• PASSAGE SHOWN:

>> start

Carson’s mother and siblings visited James several times throughout the week, until the doctor called and told them nothing else could be done for him.
James and seven sons all served in the military. “You never leave a wounded solider alone,” they believed, and the family gathered around James one last time as the life support was removed. He passed away early the next morning.
A week later when James was buried, Carson was absent. He missed his father’s illness and passing. Carson’s ex- wife, a police officer, went looking for him for the family. When she found him and told him that his father had passed away, Carson was in total disbelief. He remembered seeing a huge funeral possession going down the street and was so surprised by how long it was, not knowing that it was his own father’s funeral.
Immediately, Carson went home to find his mother and a single obituary in the china cabinet. Carson realized he had to live with this for the rest of his life.
Ever since that day Carson has lived with his mother and finally found healing in drug recovery. Carson has begun counseling for PSTD ( Post Traumatic Stress Disorder) and also grief counseling.
Alcoholism and drug addiction have obvious and well-documented effects on chronic substance abusers. Prolonged abuse of drugs and alcohol deteriorate a person’s physical health, impair mental functioning, and damage the spirit. These adverse effects also impact the immediate family’s finances, physical health and psychological wellbeing.
Family roles naturally shift to adjust to the behaviors associated with drug or alcohol use, and to continue maintaining order and balance. Including the addict, there have been six roles identified to understand how the family functions around the substance abuser. They are:
- The Enabler-Carson’s parents enabled his behavior by allowing him to come and go from their home knowing he was an addict.
- The Mascot-The Mascot was his sister Ann. This child feels powerless in the dynamics which are going on in the family and tries to interrupt tension, anger, conflict, violence or other unpleasant situations within the family by acting as the “court jester.” The Mascot seeks to be the center of attention in the family, often entertaining the family and making everyone feel better through his or her comedy. She may also use humor to communicate and to confront the family dysfunction, rather than address it directly.

>> end

• WHAT TO WORK ON:
(a) Transcribe the part of the passage on Carson's family from "Family roles naturally" to "was an addict.".
(b) In the passage on Carson's family, which situations does the Mascot try to interrupt? List each one the text names.
(c) Write the next part of the passage on Carson's family and the roles around addiction.
The items after this text come from a separate source.

• MATERIAL PROVIDED:
>> start

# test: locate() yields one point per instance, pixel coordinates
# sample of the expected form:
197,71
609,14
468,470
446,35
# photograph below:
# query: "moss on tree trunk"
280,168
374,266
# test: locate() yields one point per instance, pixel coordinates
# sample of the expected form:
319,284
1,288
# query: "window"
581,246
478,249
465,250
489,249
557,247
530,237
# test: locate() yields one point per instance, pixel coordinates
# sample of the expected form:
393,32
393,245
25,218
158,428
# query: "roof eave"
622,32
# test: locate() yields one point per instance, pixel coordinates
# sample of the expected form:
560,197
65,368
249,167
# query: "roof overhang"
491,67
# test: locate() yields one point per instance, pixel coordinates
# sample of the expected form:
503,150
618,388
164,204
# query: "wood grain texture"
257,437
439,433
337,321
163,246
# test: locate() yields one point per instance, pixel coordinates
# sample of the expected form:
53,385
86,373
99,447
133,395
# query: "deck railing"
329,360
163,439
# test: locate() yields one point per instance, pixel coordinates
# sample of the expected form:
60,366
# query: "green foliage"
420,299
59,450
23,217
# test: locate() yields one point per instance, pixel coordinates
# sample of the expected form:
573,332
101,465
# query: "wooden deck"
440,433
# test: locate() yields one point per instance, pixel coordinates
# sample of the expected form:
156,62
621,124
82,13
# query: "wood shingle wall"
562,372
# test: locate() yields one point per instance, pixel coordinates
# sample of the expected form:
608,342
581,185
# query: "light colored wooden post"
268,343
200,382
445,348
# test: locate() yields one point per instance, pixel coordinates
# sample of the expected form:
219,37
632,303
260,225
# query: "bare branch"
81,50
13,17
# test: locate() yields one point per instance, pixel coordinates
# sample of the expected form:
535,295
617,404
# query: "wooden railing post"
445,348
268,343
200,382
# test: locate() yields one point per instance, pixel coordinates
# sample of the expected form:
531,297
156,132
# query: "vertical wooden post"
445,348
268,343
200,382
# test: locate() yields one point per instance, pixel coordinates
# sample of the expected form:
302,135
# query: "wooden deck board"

>> end

• ANSWER SET:
(a)
Family roles naturally shift to adjust to the behaviors associated with drug or alcohol use, and to continue maintaining order and balance. Including the addict, there have been six roles identified to understand how the family functions around the substance abuser. They are:
- The Enabler-Carson’s parents enabled his behavior by allowing him to come and go from their home knowing he was an addict.

(b) tension, anger, conflict, violence

(c)
- The Hero-The Hero in this family was Carson’s mother. This family member devotes his/her time and attention to making the family look “normal” and without problems. The Hero can mask or make up for the dysfunctional home life. Over-responsible and self-sufficient they are often perfectionistic, over-achievers and look very good – on the outside.
- The Scapegoat-The Scapegoat was Darry,l the troubled child. The Scapegoat is the “problem child” or the “trouble maker.” This family member always seems defiant, hostile and angry. The Scapegoat is the truth teller of the family and will often verbalize or act out the “problem” which the family is attempting to cover up or deny. This individual’s behavior warrants negative attention and is a great distraction for everyone from the real issues at hand. The Scapegoat usually has trouble.
- The Lost Child-The lost child was Carson’s brother Earl. This child avoids interactions with other family members and basically disappears. They become loners, or are sometimes very shy.
- The Addict-The Addict was Carson who spent many years fighting this demon inside of him. He felt trapped and worthless in his life. He wanted to stop the drug addiction but didn’t have the desire or motivation to do so.
No matter how old a parent’s child is, discovering that a child has an addiction can be an unpleasant, rude awakening. It may cause mothers and fathers to question their parental abilities or the decisions they made. Parents of addicts, much like children of addicts, often blame themselves for the development of the substance use disorder.
God is a forgiving God. We must be willing to forgive ourselves and grow from our mistakes. God can turn even the tragic addiction, and the grief-filled experience of losing his father into complete recovery and restoration.